#### [AIM OF THE EXERCISE]
Can you revise the data from the line containing "of the <item>black" through the line containing "Target: <item>black eyeglass frame</item>", changing "segmenter" to "segmentation tool" and leaving everything else as it is? Return only those lines.

#### [EXTRACTED DATA]
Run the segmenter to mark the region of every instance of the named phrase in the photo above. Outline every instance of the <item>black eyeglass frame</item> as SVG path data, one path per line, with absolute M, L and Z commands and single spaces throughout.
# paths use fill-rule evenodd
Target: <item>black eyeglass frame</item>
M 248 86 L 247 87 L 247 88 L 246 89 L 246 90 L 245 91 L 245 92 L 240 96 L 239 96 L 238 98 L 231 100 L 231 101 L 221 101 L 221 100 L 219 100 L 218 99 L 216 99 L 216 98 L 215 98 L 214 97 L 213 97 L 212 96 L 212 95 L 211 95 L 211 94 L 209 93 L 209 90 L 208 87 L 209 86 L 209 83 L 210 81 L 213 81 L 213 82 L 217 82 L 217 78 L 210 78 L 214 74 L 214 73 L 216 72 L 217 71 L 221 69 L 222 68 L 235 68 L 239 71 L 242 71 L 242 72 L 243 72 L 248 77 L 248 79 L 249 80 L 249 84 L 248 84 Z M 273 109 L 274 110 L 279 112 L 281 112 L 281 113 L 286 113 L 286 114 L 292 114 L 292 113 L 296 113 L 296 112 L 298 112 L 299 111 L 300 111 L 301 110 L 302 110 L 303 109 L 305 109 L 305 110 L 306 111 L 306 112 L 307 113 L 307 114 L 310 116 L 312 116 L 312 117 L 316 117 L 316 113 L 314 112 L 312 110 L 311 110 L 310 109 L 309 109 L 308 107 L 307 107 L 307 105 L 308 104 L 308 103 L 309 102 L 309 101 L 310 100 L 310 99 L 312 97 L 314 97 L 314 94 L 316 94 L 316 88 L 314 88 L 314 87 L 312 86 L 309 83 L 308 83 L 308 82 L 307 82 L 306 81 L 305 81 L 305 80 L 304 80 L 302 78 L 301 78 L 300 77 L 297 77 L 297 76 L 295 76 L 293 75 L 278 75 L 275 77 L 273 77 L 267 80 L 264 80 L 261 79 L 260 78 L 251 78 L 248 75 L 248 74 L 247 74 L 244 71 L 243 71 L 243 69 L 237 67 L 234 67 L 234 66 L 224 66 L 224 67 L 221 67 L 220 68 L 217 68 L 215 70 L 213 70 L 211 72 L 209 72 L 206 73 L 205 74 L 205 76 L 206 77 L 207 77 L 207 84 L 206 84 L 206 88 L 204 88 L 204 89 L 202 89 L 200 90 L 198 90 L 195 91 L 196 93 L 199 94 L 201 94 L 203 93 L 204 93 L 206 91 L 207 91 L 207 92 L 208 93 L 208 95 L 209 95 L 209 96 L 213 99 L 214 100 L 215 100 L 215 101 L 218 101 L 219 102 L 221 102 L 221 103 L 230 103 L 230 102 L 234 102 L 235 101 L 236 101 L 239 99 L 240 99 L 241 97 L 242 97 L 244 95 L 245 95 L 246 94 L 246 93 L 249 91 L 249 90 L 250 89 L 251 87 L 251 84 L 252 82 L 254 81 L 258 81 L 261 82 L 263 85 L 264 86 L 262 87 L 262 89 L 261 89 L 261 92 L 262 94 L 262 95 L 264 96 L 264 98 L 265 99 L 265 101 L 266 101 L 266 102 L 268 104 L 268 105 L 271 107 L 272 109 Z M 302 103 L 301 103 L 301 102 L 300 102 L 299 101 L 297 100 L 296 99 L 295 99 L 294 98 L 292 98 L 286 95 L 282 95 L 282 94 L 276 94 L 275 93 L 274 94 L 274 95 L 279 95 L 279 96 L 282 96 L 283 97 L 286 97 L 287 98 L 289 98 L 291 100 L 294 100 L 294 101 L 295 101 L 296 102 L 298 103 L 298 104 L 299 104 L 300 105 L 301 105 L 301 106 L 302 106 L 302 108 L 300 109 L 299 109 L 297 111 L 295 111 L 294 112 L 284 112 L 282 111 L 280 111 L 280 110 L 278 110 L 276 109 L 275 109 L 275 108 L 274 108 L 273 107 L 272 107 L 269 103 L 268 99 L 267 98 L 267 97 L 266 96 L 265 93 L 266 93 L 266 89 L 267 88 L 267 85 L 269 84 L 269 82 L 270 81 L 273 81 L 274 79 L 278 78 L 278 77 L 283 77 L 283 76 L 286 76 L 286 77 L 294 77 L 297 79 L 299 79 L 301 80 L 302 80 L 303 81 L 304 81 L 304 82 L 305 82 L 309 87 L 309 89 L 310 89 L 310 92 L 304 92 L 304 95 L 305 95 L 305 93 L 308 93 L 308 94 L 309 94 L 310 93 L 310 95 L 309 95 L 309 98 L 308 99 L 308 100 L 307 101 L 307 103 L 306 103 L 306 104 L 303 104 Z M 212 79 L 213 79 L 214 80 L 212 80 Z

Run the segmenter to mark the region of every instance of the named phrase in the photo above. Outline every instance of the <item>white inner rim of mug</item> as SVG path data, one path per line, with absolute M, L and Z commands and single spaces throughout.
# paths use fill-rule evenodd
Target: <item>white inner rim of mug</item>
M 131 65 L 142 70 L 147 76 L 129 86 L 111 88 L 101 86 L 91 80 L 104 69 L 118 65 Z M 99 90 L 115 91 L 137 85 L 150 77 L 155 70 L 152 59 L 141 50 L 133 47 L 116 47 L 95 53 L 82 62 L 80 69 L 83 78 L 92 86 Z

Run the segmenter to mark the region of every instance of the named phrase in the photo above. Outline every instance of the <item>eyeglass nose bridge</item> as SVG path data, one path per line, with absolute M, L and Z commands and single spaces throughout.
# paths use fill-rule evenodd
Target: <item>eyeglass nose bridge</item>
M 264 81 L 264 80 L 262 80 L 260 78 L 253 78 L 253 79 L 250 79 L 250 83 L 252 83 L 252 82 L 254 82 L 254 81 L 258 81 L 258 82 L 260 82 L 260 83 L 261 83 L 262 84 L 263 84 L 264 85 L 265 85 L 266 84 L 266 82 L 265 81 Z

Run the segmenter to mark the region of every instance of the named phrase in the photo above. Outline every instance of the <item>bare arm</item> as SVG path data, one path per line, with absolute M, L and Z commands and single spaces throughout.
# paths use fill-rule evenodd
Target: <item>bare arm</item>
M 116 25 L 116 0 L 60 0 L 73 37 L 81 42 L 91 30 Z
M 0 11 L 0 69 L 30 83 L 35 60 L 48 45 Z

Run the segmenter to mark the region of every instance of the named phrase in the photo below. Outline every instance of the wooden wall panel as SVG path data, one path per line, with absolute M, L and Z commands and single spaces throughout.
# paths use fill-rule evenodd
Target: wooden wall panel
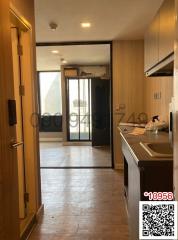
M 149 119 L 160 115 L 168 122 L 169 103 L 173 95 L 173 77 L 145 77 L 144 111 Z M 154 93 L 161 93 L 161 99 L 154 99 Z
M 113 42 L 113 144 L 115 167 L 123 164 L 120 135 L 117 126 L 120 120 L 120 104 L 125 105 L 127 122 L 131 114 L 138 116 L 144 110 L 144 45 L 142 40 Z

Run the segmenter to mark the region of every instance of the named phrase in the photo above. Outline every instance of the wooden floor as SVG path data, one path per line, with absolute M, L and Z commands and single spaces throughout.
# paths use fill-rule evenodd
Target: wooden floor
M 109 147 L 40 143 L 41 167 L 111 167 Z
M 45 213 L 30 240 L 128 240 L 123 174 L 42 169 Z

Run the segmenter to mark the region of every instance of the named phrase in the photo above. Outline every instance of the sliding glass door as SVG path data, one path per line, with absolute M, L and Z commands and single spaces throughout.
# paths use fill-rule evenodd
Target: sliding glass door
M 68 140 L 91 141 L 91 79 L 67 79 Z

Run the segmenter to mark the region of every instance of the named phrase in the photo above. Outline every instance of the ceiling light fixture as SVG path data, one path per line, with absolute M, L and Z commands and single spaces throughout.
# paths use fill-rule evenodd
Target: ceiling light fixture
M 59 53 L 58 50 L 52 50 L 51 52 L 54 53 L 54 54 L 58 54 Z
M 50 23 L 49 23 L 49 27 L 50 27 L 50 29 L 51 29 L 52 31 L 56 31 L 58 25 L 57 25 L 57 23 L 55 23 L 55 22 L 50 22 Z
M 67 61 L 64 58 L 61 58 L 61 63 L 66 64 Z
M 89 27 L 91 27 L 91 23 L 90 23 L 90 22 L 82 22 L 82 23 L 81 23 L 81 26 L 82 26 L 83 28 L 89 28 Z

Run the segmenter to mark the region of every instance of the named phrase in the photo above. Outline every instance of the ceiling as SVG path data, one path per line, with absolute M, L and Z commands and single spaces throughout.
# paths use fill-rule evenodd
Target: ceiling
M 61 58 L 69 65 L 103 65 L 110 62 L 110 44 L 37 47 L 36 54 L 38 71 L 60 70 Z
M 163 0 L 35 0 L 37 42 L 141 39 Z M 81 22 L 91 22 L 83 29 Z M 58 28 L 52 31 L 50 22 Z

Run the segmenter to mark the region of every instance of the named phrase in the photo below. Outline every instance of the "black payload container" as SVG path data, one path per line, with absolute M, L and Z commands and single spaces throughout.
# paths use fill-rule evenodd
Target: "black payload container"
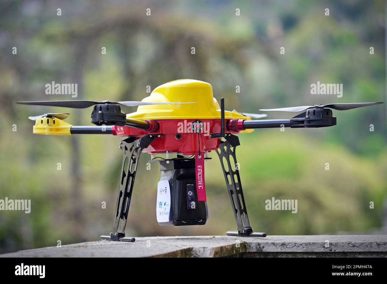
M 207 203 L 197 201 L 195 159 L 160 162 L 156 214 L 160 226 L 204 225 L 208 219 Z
--
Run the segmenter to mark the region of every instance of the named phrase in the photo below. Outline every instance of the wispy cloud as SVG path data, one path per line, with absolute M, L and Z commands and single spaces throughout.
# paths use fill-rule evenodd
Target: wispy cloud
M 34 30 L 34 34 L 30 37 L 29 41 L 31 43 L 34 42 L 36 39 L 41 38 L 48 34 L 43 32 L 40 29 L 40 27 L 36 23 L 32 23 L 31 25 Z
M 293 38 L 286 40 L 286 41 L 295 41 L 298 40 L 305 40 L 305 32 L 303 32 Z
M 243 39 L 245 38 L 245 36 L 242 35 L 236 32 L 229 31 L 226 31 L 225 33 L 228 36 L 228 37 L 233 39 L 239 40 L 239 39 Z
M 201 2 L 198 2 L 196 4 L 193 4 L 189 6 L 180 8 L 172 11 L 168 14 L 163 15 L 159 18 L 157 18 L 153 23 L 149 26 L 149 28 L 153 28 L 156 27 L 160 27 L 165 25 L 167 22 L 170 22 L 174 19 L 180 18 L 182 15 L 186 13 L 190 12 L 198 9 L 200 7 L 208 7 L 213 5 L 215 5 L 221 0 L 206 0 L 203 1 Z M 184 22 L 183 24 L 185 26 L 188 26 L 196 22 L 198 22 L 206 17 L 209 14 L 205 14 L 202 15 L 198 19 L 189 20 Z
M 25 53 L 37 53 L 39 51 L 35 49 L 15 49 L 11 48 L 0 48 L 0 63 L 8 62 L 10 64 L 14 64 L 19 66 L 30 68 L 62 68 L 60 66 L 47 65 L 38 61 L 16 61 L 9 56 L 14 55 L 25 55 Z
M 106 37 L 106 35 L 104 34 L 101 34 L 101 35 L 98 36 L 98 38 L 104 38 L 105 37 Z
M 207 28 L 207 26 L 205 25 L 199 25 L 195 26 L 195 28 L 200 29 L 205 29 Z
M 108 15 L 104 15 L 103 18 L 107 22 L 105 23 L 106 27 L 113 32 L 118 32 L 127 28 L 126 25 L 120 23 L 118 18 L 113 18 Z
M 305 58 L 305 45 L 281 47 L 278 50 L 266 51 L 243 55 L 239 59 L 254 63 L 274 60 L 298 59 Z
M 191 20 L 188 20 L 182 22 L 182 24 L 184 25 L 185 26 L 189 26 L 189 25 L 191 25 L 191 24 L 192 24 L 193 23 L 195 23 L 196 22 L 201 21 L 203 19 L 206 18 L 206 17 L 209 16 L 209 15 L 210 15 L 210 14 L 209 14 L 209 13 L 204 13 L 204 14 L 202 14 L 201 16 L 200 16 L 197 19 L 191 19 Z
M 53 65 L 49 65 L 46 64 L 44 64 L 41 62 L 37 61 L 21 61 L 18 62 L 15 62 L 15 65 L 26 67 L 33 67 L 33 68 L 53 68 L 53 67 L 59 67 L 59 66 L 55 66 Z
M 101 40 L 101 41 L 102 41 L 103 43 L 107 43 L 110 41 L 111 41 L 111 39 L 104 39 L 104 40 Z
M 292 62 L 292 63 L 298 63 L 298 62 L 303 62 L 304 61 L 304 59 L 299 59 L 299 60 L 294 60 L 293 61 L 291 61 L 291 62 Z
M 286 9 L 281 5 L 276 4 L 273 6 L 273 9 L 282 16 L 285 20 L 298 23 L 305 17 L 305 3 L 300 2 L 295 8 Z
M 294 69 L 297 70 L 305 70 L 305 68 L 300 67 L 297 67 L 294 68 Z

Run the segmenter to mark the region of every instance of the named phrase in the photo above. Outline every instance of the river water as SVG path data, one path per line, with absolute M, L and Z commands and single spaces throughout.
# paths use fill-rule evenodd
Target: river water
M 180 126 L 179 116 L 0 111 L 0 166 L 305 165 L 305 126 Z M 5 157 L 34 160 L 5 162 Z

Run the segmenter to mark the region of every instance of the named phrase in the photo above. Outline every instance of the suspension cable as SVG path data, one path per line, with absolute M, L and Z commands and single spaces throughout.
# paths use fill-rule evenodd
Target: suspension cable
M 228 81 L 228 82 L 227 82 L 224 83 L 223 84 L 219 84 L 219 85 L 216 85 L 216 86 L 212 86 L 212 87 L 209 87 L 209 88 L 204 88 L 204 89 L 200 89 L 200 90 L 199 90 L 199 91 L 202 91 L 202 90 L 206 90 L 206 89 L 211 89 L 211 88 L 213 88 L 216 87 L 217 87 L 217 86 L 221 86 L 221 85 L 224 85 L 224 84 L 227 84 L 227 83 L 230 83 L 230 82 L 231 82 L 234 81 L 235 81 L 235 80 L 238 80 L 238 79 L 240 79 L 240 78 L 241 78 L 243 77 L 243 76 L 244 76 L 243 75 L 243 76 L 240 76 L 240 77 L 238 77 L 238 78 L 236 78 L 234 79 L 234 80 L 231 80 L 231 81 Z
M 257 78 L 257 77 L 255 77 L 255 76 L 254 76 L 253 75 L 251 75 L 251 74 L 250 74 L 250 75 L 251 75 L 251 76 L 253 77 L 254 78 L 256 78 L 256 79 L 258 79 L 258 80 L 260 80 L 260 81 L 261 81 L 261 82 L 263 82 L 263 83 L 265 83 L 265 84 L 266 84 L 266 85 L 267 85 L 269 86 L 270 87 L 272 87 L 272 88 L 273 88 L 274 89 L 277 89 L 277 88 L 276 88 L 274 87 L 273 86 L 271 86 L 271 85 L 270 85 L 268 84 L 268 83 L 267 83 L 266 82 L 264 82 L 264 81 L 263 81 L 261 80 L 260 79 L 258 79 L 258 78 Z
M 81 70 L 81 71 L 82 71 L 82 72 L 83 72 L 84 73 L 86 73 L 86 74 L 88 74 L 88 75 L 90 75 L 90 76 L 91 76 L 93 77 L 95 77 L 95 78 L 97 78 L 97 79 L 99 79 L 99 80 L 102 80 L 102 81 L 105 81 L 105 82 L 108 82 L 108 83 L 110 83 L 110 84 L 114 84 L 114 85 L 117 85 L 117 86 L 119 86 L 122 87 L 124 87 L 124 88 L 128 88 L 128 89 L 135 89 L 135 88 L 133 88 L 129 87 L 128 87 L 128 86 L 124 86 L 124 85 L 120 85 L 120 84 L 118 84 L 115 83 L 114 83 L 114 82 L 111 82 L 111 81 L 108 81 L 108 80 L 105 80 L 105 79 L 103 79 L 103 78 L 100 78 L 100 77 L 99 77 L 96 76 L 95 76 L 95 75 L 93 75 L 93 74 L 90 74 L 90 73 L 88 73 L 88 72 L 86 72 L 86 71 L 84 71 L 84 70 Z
...
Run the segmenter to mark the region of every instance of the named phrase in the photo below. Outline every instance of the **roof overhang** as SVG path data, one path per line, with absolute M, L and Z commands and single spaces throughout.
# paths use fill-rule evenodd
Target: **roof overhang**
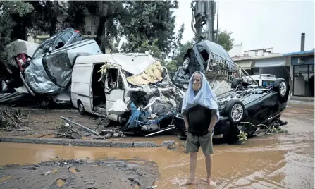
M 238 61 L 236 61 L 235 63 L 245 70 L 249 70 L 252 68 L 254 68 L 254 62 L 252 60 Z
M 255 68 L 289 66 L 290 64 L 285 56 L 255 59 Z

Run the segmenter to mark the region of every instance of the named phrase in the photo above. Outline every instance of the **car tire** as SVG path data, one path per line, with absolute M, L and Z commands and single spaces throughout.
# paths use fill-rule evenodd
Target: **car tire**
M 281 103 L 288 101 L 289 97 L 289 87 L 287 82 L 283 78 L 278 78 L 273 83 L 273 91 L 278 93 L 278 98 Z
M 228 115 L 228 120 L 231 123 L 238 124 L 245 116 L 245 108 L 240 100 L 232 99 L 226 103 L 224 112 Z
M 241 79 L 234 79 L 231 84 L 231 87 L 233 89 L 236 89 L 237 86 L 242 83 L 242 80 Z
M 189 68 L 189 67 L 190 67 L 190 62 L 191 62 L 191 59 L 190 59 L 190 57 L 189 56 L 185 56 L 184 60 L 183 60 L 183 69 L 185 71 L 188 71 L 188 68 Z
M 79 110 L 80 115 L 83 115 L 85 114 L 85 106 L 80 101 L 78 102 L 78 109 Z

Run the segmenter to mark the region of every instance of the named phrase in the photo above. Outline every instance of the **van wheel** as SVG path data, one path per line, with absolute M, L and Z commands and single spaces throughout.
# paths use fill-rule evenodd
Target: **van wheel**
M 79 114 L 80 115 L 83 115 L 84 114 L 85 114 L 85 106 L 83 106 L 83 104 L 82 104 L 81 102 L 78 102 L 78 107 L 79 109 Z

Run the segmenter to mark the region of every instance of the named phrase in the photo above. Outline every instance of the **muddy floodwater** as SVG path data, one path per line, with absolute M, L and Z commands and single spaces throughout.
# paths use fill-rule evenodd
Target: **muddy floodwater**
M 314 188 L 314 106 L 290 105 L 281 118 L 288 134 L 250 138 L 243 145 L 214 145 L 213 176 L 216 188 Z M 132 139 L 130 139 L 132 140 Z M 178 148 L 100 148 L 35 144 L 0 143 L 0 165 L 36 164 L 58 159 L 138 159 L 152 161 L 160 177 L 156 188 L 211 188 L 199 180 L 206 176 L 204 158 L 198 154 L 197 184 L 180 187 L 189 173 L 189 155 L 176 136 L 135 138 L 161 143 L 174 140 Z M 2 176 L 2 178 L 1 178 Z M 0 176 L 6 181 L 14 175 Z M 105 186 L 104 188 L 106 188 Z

#### [SOLUTION TO THIS TASK]
Run the segmentation tool to mark the region of every instance of the named phrase in the photo above. Outline every instance of the <item>black eyeglass frame</item> as SVG path data, one path per line, with absolute M, L and Z commands and single spaces throughout.
# paths use fill-rule evenodd
Target: <item>black eyeglass frame</item>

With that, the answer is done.